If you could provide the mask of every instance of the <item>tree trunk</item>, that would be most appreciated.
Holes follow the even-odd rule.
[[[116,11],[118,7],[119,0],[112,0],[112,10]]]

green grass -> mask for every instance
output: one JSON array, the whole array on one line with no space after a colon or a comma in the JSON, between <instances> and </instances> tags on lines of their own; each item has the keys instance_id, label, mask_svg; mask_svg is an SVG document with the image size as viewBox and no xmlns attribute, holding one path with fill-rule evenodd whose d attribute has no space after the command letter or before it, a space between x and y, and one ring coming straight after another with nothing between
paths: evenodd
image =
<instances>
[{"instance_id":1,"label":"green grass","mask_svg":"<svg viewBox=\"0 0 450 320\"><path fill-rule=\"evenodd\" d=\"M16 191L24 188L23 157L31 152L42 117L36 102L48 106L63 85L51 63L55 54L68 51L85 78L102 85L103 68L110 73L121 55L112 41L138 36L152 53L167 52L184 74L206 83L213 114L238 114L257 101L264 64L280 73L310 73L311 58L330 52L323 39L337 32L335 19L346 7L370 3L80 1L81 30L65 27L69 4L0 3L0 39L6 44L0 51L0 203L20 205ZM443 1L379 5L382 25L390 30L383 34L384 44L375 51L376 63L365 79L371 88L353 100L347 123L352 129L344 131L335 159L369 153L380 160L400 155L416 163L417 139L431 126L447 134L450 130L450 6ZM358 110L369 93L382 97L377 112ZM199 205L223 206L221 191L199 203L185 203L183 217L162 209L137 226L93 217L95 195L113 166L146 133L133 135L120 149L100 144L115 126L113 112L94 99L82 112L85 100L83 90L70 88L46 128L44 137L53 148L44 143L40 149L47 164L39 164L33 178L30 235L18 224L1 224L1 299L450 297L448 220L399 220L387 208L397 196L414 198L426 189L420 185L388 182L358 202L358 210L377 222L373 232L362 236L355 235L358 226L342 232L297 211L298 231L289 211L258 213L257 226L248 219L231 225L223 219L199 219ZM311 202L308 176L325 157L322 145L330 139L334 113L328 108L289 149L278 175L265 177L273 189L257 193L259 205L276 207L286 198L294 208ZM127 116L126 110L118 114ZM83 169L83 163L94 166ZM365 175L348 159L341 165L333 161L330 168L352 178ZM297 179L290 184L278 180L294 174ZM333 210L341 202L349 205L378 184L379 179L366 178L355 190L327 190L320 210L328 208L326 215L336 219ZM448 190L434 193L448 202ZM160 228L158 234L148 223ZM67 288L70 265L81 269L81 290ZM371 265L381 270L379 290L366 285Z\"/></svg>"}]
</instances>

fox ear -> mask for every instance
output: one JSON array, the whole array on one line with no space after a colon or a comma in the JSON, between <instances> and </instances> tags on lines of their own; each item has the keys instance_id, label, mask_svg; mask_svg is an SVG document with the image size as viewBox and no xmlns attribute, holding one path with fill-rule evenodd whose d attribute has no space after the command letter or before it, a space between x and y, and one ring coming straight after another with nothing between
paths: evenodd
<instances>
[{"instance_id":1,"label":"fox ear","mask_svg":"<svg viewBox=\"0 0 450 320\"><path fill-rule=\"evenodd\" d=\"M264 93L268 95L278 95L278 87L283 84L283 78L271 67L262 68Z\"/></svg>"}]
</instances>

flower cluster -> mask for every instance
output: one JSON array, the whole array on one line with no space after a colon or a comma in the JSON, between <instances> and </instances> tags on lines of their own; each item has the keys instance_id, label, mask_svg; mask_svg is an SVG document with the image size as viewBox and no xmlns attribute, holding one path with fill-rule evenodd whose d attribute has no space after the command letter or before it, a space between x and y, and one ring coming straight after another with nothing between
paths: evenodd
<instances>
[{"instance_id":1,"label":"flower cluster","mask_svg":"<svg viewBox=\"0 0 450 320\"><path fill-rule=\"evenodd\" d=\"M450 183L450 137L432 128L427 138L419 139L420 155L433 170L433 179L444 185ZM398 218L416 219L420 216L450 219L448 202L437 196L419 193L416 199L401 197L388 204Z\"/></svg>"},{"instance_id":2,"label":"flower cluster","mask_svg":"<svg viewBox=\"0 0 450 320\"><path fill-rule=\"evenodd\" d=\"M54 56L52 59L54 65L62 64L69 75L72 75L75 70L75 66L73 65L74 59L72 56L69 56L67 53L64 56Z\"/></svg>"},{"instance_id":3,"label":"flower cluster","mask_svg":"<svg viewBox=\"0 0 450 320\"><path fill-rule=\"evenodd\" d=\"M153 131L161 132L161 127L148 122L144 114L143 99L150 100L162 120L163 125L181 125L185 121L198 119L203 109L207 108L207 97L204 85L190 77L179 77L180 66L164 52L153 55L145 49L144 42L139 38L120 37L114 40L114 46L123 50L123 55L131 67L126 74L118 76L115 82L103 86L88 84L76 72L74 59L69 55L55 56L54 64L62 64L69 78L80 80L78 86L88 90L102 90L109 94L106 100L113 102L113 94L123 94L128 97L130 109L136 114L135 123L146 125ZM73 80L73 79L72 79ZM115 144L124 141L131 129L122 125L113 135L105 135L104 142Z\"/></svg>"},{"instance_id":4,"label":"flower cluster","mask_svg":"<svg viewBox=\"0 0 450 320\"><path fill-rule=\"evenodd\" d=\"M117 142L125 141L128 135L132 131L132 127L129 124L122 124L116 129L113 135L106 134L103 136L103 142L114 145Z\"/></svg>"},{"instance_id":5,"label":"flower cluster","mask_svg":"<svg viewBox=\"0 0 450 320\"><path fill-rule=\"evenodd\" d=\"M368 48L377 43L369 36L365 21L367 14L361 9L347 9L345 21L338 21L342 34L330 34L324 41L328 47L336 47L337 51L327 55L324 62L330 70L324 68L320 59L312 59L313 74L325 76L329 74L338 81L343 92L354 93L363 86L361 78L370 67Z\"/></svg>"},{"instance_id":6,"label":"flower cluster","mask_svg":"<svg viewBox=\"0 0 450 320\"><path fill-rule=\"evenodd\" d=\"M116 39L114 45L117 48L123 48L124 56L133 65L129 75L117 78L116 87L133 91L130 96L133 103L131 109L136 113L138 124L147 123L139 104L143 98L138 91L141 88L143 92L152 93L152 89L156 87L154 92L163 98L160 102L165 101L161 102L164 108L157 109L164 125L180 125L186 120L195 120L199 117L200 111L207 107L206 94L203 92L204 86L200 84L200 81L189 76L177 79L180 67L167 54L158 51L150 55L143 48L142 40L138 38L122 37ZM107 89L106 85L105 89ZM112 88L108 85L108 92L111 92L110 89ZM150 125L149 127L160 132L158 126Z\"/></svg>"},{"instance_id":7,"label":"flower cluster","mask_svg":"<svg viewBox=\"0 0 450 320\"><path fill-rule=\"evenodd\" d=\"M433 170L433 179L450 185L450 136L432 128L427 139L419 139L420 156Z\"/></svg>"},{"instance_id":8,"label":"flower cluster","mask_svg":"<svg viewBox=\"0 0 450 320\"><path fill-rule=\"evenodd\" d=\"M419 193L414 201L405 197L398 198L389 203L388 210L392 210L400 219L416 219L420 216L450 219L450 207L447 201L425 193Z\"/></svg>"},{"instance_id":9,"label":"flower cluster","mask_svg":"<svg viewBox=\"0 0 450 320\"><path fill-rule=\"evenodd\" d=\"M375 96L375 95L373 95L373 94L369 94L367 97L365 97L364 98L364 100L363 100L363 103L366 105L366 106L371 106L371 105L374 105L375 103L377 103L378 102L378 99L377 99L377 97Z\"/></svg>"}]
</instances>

============================================================

● **Goal of the exercise**
The entries above must each be repeated exactly.

● **Response**
If you could provide the mask of every instance of the <item>tree trunk</item>, that would be most appreciated.
Holes follow the even-odd rule.
[[[116,11],[118,7],[119,0],[112,0],[112,10]]]

green grass -> mask for every instance
output: one JSON array, the whole array on one line with no space after a colon or a comma in the JSON, between <instances> and </instances> tags on lines of their own; each item has the keys instance_id, label, mask_svg; mask_svg is an SVG document with the image size as viewBox and no xmlns attribute, holding one path with fill-rule evenodd whose d attribute has no space after the command letter or before it, a space between x and y, and one ring coming straight after another with nothing between
paths: evenodd
image =
<instances>
[{"instance_id":1,"label":"green grass","mask_svg":"<svg viewBox=\"0 0 450 320\"><path fill-rule=\"evenodd\" d=\"M16 191L24 188L23 157L31 152L42 117L36 102L48 106L63 85L51 63L55 54L68 51L85 78L102 85L103 68L110 73L121 55L112 41L138 36L152 53L167 52L184 74L206 83L213 114L238 114L257 101L264 64L280 73L310 73L311 58L330 52L323 39L337 32L335 19L346 7L370 3L80 1L81 30L65 27L69 4L0 3L0 39L6 44L0 51L0 203L20 205ZM443 1L379 5L382 25L390 30L383 34L384 44L375 51L376 63L365 79L371 88L353 100L347 123L352 129L344 131L335 159L369 153L380 160L400 155L416 163L417 139L431 126L447 134L450 130L450 6ZM358 110L369 93L382 97L377 112ZM199 205L223 206L221 191L199 203L185 203L183 217L162 209L137 226L93 217L95 195L113 166L146 133L133 135L120 149L100 144L115 126L113 112L94 99L82 112L85 100L83 90L70 88L46 128L44 137L53 148L44 143L40 149L47 164L39 164L33 178L30 235L18 224L1 224L1 299L450 297L448 220L399 220L387 208L397 196L414 198L426 189L420 185L388 182L358 202L358 210L377 222L373 232L362 236L355 235L358 226L342 232L297 211L298 231L289 211L258 213L257 226L248 219L231 225L223 219L199 219ZM311 202L308 176L325 157L322 145L330 139L334 113L328 108L289 149L278 175L265 177L273 189L257 193L259 205L276 207L286 198L294 208ZM127 116L126 110L118 114ZM83 169L83 163L94 166ZM365 175L348 159L341 165L333 161L330 168L352 178ZM297 179L290 184L278 180L294 174ZM333 210L341 202L349 205L378 184L379 179L366 178L355 190L327 190L320 210L328 208L326 215L336 219ZM448 190L434 193L448 202ZM160 228L158 234L148 223ZM67 288L70 265L81 269L81 290ZM371 265L381 270L379 290L366 285Z\"/></svg>"}]
</instances>

fox ear -> mask for every instance
output: one JSON array, the whole array on one line with no space after a colon or a comma in the JSON, between <instances> and </instances> tags on lines of their own; each item has the keys instance_id, label, mask_svg; mask_svg is an SVG document with the image size as viewBox and no xmlns attribute, holding one path with fill-rule evenodd whose d attribute has no space after the command letter or before it, a space between x and y, and one ring coming straight after another with nothing between
paths: evenodd
<instances>
[{"instance_id":1,"label":"fox ear","mask_svg":"<svg viewBox=\"0 0 450 320\"><path fill-rule=\"evenodd\" d=\"M264 93L268 95L278 95L278 87L283 84L283 78L271 67L262 68Z\"/></svg>"}]
</instances>

flower cluster -> mask for every instance
output: one JSON array, the whole array on one line with no space after a colon or a comma in the JSON, between <instances> and </instances> tags on lines of their own; each item has the keys instance_id, label, mask_svg; mask_svg is an SVG document with the image size as viewBox and no xmlns attribute, holding one path with fill-rule evenodd whose d attribute has no space after the command letter or before it, a space between x and y, and one ring coming straight after another with nothing between
paths: evenodd
<instances>
[{"instance_id":1,"label":"flower cluster","mask_svg":"<svg viewBox=\"0 0 450 320\"><path fill-rule=\"evenodd\" d=\"M450 183L450 137L432 128L427 138L419 139L420 155L433 170L433 179L444 185ZM398 218L416 219L420 216L450 219L448 202L437 196L419 193L416 199L401 197L388 204Z\"/></svg>"},{"instance_id":2,"label":"flower cluster","mask_svg":"<svg viewBox=\"0 0 450 320\"><path fill-rule=\"evenodd\" d=\"M54 56L52 59L54 65L62 64L69 75L72 75L75 70L75 66L73 65L74 59L72 56L69 56L67 53L64 56Z\"/></svg>"},{"instance_id":3,"label":"flower cluster","mask_svg":"<svg viewBox=\"0 0 450 320\"><path fill-rule=\"evenodd\" d=\"M153 131L161 132L161 127L148 122L144 114L143 99L150 100L162 120L163 125L181 125L185 121L198 119L203 109L207 108L207 97L204 85L190 77L179 77L180 66L164 52L153 55L145 49L144 42L139 38L120 37L114 40L114 46L123 50L123 55L131 67L126 74L118 76L115 82L103 86L88 84L76 72L74 59L69 55L55 56L54 64L62 64L69 78L80 80L78 86L88 90L102 90L109 94L106 100L113 102L113 94L123 94L128 97L130 109L136 114L135 123L146 125ZM73 80L73 79L72 79ZM115 144L124 141L131 129L122 125L113 135L105 135L104 142Z\"/></svg>"},{"instance_id":4,"label":"flower cluster","mask_svg":"<svg viewBox=\"0 0 450 320\"><path fill-rule=\"evenodd\" d=\"M117 142L125 141L128 135L132 131L132 127L129 124L122 124L116 129L113 135L106 134L103 136L103 142L114 145Z\"/></svg>"},{"instance_id":5,"label":"flower cluster","mask_svg":"<svg viewBox=\"0 0 450 320\"><path fill-rule=\"evenodd\" d=\"M368 48L377 43L369 36L365 21L367 14L361 9L347 9L345 21L338 21L342 34L330 34L324 41L328 47L336 47L337 51L327 55L324 62L330 70L324 68L320 59L312 59L313 74L325 76L329 74L338 81L343 92L354 93L363 86L361 78L370 67Z\"/></svg>"},{"instance_id":6,"label":"flower cluster","mask_svg":"<svg viewBox=\"0 0 450 320\"><path fill-rule=\"evenodd\" d=\"M116 39L114 45L117 48L123 48L124 56L133 65L129 75L117 78L116 87L133 91L130 96L133 103L131 109L136 113L138 124L147 123L139 104L143 98L138 91L141 88L143 92L152 93L152 89L156 87L154 92L163 98L160 102L165 101L161 102L164 108L157 109L164 125L180 125L186 120L195 120L199 117L200 111L207 107L206 94L203 92L204 86L200 84L200 81L189 76L177 79L180 67L167 54L158 51L150 55L143 48L142 40L138 38L122 37ZM107 89L106 85L105 89ZM112 88L108 85L108 92L111 92L110 89ZM150 125L149 127L160 132L158 126Z\"/></svg>"},{"instance_id":7,"label":"flower cluster","mask_svg":"<svg viewBox=\"0 0 450 320\"><path fill-rule=\"evenodd\" d=\"M433 170L433 179L450 185L450 136L432 128L427 139L419 139L420 156Z\"/></svg>"},{"instance_id":8,"label":"flower cluster","mask_svg":"<svg viewBox=\"0 0 450 320\"><path fill-rule=\"evenodd\" d=\"M419 193L414 201L405 197L398 198L389 203L388 210L392 210L400 219L416 219L420 216L450 219L450 207L447 201L425 193Z\"/></svg>"},{"instance_id":9,"label":"flower cluster","mask_svg":"<svg viewBox=\"0 0 450 320\"><path fill-rule=\"evenodd\" d=\"M375 96L375 95L373 95L373 94L369 94L367 97L365 97L364 98L364 100L363 100L363 103L366 105L366 106L371 106L371 105L374 105L375 103L377 103L378 102L378 99L377 99L377 97Z\"/></svg>"}]
</instances>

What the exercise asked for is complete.